Given problem:
Repeat each of the rows that follow word for word.

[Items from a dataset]

_ _ _

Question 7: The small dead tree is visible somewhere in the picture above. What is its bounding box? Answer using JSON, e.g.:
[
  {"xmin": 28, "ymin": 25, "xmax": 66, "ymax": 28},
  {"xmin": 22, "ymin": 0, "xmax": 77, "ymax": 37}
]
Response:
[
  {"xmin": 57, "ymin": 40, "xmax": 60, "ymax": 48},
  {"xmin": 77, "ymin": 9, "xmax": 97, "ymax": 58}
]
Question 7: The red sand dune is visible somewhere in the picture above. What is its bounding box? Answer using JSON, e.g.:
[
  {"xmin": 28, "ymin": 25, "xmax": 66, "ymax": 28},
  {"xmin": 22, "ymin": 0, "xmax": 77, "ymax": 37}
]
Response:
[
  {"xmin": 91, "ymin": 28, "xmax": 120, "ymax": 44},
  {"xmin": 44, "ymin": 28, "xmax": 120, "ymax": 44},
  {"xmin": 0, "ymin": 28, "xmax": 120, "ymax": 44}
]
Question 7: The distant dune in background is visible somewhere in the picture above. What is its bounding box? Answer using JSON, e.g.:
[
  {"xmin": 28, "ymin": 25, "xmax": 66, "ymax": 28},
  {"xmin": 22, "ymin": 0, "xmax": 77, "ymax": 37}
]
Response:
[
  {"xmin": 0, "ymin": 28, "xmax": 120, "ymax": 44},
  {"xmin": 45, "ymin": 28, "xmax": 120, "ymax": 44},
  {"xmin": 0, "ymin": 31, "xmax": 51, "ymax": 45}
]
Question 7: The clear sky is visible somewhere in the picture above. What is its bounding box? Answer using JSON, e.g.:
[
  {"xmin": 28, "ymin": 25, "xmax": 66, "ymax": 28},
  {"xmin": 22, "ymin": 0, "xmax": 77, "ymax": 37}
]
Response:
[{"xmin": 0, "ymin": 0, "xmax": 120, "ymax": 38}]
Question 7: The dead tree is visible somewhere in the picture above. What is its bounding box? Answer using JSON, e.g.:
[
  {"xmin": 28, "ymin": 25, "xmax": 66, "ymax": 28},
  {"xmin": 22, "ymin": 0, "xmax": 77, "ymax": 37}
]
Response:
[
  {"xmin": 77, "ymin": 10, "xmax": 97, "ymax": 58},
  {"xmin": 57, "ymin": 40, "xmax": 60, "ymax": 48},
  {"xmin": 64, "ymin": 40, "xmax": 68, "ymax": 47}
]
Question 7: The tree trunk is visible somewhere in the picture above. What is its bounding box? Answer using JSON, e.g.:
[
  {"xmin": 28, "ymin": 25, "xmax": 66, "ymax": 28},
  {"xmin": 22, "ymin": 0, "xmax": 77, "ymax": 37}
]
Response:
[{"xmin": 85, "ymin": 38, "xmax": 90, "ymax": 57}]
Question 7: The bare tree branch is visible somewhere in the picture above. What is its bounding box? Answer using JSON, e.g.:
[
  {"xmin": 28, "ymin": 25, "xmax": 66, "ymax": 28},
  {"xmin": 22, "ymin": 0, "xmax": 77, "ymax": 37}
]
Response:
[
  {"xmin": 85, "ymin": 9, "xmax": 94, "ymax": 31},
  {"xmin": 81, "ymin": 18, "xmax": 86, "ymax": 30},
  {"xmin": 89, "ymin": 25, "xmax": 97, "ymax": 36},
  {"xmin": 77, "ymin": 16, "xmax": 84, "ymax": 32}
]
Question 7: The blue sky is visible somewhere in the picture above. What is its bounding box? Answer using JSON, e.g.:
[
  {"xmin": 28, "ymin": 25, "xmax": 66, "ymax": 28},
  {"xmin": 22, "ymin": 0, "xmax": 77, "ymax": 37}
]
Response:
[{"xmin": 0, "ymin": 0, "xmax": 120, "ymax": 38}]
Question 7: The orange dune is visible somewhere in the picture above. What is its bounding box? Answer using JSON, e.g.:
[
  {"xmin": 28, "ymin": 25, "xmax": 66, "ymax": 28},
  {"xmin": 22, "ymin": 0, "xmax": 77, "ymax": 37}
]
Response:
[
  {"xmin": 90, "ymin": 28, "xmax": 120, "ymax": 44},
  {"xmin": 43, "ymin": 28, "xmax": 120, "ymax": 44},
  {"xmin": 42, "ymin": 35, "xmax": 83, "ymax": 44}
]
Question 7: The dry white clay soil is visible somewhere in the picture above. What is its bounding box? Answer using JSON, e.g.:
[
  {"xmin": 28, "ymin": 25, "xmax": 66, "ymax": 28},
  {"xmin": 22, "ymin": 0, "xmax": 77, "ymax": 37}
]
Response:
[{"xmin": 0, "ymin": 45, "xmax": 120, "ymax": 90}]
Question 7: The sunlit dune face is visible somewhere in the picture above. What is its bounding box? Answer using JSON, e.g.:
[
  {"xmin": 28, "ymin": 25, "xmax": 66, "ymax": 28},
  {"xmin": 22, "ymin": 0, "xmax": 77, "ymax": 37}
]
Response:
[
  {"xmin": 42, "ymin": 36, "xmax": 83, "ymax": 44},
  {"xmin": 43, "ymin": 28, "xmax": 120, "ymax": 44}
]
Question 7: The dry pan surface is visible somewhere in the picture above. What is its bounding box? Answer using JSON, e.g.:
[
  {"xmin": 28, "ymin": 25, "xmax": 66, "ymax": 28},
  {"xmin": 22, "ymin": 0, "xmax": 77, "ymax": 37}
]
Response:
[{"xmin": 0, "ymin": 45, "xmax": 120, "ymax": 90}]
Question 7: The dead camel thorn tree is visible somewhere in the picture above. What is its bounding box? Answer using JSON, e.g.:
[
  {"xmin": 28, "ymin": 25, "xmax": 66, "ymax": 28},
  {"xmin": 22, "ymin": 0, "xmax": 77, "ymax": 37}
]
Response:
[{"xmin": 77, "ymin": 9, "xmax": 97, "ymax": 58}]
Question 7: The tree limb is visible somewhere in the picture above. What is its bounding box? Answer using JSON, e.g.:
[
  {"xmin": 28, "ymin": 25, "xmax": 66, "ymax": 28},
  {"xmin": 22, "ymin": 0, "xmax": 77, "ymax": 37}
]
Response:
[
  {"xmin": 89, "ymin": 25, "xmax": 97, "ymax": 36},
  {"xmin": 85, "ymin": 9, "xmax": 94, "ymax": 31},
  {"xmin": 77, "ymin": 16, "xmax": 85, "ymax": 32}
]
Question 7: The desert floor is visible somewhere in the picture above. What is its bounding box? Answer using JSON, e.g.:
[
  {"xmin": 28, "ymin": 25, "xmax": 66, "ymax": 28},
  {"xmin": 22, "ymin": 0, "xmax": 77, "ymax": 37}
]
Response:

_ _ _

Output:
Question 7: The small dead tree is visible somewhere in the picture above. What is its bounding box? Answer using JSON, e.g.:
[
  {"xmin": 28, "ymin": 25, "xmax": 66, "ymax": 28},
  {"xmin": 22, "ymin": 0, "xmax": 77, "ymax": 37}
]
Response:
[
  {"xmin": 57, "ymin": 40, "xmax": 60, "ymax": 48},
  {"xmin": 77, "ymin": 9, "xmax": 97, "ymax": 58}
]
Question 7: The red sand dune is visible somewhere in the picture above. What is its bounding box? Answer using JSON, e.g.:
[
  {"xmin": 28, "ymin": 25, "xmax": 66, "ymax": 28},
  {"xmin": 22, "ymin": 0, "xmax": 77, "ymax": 37}
]
Response:
[
  {"xmin": 91, "ymin": 28, "xmax": 120, "ymax": 44},
  {"xmin": 44, "ymin": 28, "xmax": 120, "ymax": 44},
  {"xmin": 0, "ymin": 28, "xmax": 120, "ymax": 44}
]
Question 7: The distant dune in background is visible somewhere in the picture above. What is its bounding box? Answer using JSON, e.g.:
[
  {"xmin": 28, "ymin": 25, "xmax": 66, "ymax": 28},
  {"xmin": 22, "ymin": 0, "xmax": 77, "ymax": 37}
]
Response:
[
  {"xmin": 0, "ymin": 28, "xmax": 120, "ymax": 44},
  {"xmin": 45, "ymin": 28, "xmax": 120, "ymax": 44},
  {"xmin": 0, "ymin": 31, "xmax": 51, "ymax": 45}
]
Question 7: The clear sky is visible somewhere in the picture above. What is its bounding box? Answer using JSON, e.g.:
[
  {"xmin": 28, "ymin": 25, "xmax": 66, "ymax": 28},
  {"xmin": 22, "ymin": 0, "xmax": 77, "ymax": 37}
]
Response:
[{"xmin": 0, "ymin": 0, "xmax": 120, "ymax": 38}]
Question 7: The dead tree is visible somewhere in the picture above. What is its bounding box? Answer using JSON, e.g.:
[
  {"xmin": 28, "ymin": 25, "xmax": 66, "ymax": 28},
  {"xmin": 22, "ymin": 0, "xmax": 77, "ymax": 37}
]
Response:
[
  {"xmin": 77, "ymin": 10, "xmax": 97, "ymax": 58},
  {"xmin": 57, "ymin": 40, "xmax": 60, "ymax": 48},
  {"xmin": 64, "ymin": 40, "xmax": 68, "ymax": 47}
]
Question 7: The tree trunk is visible somewhere in the picture above. What is its bounding box? Answer using JSON, e.g.:
[
  {"xmin": 28, "ymin": 25, "xmax": 66, "ymax": 28},
  {"xmin": 22, "ymin": 0, "xmax": 77, "ymax": 37}
]
Response:
[{"xmin": 85, "ymin": 38, "xmax": 90, "ymax": 57}]
Question 7: The bare tree branch is visible somewhere in the picture above. What is its bounding box? Answer using JSON, e.g.:
[
  {"xmin": 28, "ymin": 25, "xmax": 66, "ymax": 28},
  {"xmin": 22, "ymin": 0, "xmax": 77, "ymax": 37}
]
Response:
[
  {"xmin": 85, "ymin": 9, "xmax": 94, "ymax": 31},
  {"xmin": 81, "ymin": 18, "xmax": 86, "ymax": 30},
  {"xmin": 89, "ymin": 25, "xmax": 97, "ymax": 36},
  {"xmin": 77, "ymin": 16, "xmax": 84, "ymax": 32}
]
Question 7: The blue sky is visible somewhere in the picture above. What is its bounding box? Answer using JSON, e.g.:
[
  {"xmin": 28, "ymin": 25, "xmax": 66, "ymax": 28},
  {"xmin": 22, "ymin": 0, "xmax": 77, "ymax": 37}
]
Response:
[{"xmin": 0, "ymin": 0, "xmax": 120, "ymax": 38}]
Question 7: The orange dune is visible somewhere in the picture above. What is its bounding box? Answer using JSON, e.g.:
[
  {"xmin": 28, "ymin": 25, "xmax": 66, "ymax": 28},
  {"xmin": 22, "ymin": 0, "xmax": 77, "ymax": 37}
]
Response:
[
  {"xmin": 90, "ymin": 28, "xmax": 120, "ymax": 44},
  {"xmin": 43, "ymin": 28, "xmax": 120, "ymax": 44},
  {"xmin": 42, "ymin": 35, "xmax": 83, "ymax": 44}
]
Question 7: The dry white clay soil is visible somewhere in the picture above. What is its bounding box? Answer using JSON, e.g.:
[
  {"xmin": 28, "ymin": 25, "xmax": 66, "ymax": 28},
  {"xmin": 22, "ymin": 0, "xmax": 77, "ymax": 37}
]
Response:
[{"xmin": 0, "ymin": 45, "xmax": 120, "ymax": 90}]
Question 7: The sunlit dune face is visible somewhere in the picture above. What is its bounding box? Answer using JSON, e.g.:
[
  {"xmin": 28, "ymin": 25, "xmax": 66, "ymax": 28},
  {"xmin": 22, "ymin": 0, "xmax": 77, "ymax": 37}
]
Response:
[
  {"xmin": 42, "ymin": 36, "xmax": 83, "ymax": 44},
  {"xmin": 43, "ymin": 28, "xmax": 120, "ymax": 44}
]
Question 7: The dry pan surface is visible somewhere in the picture above. What is its bounding box? Answer using JSON, e.g.:
[
  {"xmin": 28, "ymin": 25, "xmax": 66, "ymax": 28},
  {"xmin": 22, "ymin": 0, "xmax": 77, "ymax": 37}
]
Response:
[{"xmin": 0, "ymin": 45, "xmax": 120, "ymax": 90}]
Question 7: The dead camel thorn tree is visible somewhere in the picture above. What is its bounding box? Answer using JSON, e.g.:
[
  {"xmin": 28, "ymin": 25, "xmax": 66, "ymax": 28},
  {"xmin": 22, "ymin": 0, "xmax": 77, "ymax": 37}
]
Response:
[{"xmin": 77, "ymin": 9, "xmax": 97, "ymax": 58}]
Question 7: The tree limb is visible somewhere in the picture above. What is its bounding box? Answer using JSON, e.g.:
[
  {"xmin": 28, "ymin": 25, "xmax": 66, "ymax": 28},
  {"xmin": 22, "ymin": 0, "xmax": 77, "ymax": 37}
]
Response:
[
  {"xmin": 89, "ymin": 25, "xmax": 97, "ymax": 36},
  {"xmin": 85, "ymin": 9, "xmax": 94, "ymax": 31},
  {"xmin": 77, "ymin": 16, "xmax": 85, "ymax": 32}
]
Question 7: The desert floor is visible somewhere in the picture above. What is its bounding box? Answer using JSON, e.g.:
[
  {"xmin": 28, "ymin": 25, "xmax": 66, "ymax": 28},
  {"xmin": 22, "ymin": 0, "xmax": 77, "ymax": 37}
]
Response:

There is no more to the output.